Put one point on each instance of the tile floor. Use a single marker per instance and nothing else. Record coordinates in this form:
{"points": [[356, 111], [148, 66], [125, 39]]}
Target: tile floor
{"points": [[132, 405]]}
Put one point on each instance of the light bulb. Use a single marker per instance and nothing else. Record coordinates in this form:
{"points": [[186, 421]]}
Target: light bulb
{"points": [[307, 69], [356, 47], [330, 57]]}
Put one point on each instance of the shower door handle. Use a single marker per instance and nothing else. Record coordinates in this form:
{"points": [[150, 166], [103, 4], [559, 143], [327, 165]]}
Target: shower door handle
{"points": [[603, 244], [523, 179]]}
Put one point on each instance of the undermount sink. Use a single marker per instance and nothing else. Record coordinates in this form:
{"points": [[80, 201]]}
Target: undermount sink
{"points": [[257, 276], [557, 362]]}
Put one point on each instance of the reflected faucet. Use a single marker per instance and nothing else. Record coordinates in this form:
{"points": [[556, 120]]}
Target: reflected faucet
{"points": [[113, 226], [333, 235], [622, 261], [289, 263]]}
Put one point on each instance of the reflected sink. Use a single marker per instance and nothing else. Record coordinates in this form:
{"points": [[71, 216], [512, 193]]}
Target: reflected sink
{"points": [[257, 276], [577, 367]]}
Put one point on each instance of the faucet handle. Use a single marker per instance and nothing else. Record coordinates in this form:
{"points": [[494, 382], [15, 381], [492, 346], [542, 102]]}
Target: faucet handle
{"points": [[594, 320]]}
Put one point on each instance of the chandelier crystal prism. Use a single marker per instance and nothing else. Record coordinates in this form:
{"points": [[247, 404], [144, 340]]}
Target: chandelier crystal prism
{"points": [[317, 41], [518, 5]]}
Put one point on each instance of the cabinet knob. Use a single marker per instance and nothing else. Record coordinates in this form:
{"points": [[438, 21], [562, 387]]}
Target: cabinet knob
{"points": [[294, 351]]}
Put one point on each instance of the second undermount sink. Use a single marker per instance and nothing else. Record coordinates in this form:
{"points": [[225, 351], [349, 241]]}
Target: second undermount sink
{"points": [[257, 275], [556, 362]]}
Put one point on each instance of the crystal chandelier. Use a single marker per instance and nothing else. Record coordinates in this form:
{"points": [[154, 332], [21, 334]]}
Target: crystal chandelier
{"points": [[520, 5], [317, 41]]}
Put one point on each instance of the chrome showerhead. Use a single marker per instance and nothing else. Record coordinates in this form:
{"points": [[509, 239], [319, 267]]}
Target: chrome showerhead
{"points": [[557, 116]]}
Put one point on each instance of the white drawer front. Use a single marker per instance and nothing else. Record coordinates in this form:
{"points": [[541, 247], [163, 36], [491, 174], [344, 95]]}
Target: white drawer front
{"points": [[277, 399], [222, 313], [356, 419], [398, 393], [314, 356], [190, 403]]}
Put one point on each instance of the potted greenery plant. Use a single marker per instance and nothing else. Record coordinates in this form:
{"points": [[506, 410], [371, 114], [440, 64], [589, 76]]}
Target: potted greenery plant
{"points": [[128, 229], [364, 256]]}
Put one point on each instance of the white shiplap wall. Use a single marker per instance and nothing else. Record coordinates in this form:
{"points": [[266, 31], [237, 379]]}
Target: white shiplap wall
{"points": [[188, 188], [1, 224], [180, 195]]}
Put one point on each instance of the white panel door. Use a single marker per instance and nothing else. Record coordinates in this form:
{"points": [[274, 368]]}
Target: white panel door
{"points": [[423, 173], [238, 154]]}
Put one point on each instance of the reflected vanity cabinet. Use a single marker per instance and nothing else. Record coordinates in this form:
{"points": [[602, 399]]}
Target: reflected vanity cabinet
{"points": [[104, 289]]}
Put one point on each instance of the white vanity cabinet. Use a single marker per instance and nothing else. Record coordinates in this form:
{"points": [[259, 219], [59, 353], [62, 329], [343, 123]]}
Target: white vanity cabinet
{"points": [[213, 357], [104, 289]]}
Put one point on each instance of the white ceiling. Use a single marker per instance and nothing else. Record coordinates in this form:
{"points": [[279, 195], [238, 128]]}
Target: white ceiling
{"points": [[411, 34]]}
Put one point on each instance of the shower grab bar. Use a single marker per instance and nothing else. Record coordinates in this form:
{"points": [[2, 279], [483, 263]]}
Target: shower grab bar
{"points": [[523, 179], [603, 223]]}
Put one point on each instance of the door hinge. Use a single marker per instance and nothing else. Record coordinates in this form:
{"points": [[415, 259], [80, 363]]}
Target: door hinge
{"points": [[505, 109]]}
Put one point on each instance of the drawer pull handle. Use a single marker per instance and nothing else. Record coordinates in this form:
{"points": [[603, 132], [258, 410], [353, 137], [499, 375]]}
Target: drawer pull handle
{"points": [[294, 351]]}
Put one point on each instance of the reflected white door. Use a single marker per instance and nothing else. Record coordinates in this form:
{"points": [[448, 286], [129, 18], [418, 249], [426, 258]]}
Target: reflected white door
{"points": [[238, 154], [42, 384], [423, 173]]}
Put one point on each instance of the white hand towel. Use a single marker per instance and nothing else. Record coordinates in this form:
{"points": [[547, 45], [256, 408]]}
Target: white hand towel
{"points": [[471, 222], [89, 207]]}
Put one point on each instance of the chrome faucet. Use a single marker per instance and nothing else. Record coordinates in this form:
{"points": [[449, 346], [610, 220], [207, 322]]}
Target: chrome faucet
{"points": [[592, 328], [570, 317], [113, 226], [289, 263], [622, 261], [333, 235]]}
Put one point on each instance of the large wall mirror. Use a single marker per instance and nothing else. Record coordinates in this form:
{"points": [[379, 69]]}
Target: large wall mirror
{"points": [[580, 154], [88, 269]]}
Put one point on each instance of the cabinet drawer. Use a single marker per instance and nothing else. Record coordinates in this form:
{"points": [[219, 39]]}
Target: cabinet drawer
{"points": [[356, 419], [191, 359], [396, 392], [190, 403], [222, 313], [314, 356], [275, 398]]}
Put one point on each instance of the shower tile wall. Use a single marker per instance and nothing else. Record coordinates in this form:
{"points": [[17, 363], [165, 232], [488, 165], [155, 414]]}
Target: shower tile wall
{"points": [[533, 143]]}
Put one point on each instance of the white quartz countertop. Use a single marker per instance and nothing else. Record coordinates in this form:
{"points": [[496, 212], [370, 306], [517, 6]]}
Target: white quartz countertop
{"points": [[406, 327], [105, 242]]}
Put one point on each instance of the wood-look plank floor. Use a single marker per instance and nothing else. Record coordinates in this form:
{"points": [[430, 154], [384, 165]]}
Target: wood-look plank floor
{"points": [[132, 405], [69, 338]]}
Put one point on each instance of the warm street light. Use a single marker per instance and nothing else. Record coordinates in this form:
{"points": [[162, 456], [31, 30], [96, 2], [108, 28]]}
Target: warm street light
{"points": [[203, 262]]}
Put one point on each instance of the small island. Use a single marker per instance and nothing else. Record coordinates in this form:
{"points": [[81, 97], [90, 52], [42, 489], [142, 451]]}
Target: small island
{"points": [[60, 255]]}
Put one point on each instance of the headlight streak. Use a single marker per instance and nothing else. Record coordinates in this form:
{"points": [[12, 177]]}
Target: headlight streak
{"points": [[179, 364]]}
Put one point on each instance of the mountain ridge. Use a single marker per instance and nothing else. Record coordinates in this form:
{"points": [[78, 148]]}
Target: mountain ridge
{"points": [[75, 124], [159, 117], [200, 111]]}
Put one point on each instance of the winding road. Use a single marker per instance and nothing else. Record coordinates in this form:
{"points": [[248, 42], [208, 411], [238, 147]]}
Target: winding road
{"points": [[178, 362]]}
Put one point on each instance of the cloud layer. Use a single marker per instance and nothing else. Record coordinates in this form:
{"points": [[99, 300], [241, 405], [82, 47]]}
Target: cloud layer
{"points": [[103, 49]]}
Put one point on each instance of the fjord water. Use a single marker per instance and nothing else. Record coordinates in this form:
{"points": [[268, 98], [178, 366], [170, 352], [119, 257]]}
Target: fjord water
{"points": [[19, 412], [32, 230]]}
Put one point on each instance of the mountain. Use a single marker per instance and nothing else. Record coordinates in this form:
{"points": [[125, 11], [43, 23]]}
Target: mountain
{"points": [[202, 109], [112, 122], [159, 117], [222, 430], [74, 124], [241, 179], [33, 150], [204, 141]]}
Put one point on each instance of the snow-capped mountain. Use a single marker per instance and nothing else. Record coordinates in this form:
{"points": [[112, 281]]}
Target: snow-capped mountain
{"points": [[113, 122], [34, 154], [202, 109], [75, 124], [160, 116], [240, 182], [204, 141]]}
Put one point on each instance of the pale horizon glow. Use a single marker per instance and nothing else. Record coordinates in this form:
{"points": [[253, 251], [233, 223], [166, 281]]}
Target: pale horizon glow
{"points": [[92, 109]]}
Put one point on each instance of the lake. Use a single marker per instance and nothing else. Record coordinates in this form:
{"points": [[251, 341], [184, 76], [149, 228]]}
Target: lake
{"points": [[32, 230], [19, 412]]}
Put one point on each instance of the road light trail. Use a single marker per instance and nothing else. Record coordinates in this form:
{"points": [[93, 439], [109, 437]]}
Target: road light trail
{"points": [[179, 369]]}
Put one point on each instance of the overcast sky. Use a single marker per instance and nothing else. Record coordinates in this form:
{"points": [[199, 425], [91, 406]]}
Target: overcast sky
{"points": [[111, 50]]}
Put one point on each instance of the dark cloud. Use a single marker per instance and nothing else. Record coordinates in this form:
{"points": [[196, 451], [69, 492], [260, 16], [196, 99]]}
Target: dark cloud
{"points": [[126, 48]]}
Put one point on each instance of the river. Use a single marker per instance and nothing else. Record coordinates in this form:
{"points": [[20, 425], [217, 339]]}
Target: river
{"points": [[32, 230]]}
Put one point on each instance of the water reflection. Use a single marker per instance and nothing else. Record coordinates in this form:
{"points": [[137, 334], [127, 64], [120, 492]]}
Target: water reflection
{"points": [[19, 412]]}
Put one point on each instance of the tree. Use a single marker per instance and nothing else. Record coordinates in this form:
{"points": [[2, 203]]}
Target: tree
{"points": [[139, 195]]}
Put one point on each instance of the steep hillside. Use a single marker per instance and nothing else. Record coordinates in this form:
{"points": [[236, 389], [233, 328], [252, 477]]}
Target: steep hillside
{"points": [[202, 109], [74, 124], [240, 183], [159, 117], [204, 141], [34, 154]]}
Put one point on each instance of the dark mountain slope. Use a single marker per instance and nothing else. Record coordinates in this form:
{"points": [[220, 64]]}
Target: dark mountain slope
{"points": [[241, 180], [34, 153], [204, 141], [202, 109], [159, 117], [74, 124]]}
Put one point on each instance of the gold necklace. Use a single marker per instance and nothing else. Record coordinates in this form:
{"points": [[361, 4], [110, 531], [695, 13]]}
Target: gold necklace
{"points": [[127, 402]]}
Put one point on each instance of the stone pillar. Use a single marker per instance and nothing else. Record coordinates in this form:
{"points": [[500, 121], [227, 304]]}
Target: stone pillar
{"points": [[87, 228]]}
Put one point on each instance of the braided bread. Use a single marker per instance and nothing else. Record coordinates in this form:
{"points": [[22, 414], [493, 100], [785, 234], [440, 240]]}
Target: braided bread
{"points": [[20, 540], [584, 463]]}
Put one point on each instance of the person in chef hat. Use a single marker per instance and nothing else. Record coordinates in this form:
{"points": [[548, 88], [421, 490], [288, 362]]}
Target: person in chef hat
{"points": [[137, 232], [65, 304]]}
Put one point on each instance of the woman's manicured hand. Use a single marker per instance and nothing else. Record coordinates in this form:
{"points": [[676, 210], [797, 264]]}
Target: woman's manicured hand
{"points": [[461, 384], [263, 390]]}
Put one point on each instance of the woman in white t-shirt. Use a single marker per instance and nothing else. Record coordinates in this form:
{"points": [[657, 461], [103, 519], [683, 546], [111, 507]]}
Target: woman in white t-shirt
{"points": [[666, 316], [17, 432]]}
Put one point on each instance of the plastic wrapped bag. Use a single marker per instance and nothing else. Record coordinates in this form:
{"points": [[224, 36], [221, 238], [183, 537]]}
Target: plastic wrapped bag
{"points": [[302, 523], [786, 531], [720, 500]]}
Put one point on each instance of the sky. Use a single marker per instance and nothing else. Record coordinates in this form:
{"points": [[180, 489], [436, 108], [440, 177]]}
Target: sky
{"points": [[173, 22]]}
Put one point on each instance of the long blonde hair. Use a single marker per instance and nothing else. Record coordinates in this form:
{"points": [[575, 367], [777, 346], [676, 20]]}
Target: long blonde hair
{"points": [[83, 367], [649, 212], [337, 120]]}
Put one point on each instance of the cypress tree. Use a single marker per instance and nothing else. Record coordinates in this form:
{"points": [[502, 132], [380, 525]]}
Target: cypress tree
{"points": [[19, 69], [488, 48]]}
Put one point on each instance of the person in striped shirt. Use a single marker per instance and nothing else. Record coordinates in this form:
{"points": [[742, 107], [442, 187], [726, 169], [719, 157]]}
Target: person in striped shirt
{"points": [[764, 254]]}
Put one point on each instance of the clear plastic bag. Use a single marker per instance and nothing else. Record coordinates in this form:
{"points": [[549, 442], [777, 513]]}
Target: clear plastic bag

+++++

- Work task
Set down the lines of the records exactly, from the first one through the line containing "Put one point on each instance of the shower door", and add nothing else.

- Result for this task
Put one point on each instance of the tile floor. Use a single marker per instance and nothing else. Record coordinates in this form:
{"points": [[356, 111], [148, 66], [125, 39]]}
Target: tile floor
{"points": [[132, 405]]}
Put one point on each instance of the light bulb. Use a single marker per instance and nothing else. Record coordinates in this form:
{"points": [[186, 421]]}
Target: light bulb
{"points": [[307, 69], [356, 47], [330, 57]]}
Put one point on each instance of the shower door handle. Use a single marker per instance and nothing else. Record coordinates in this form:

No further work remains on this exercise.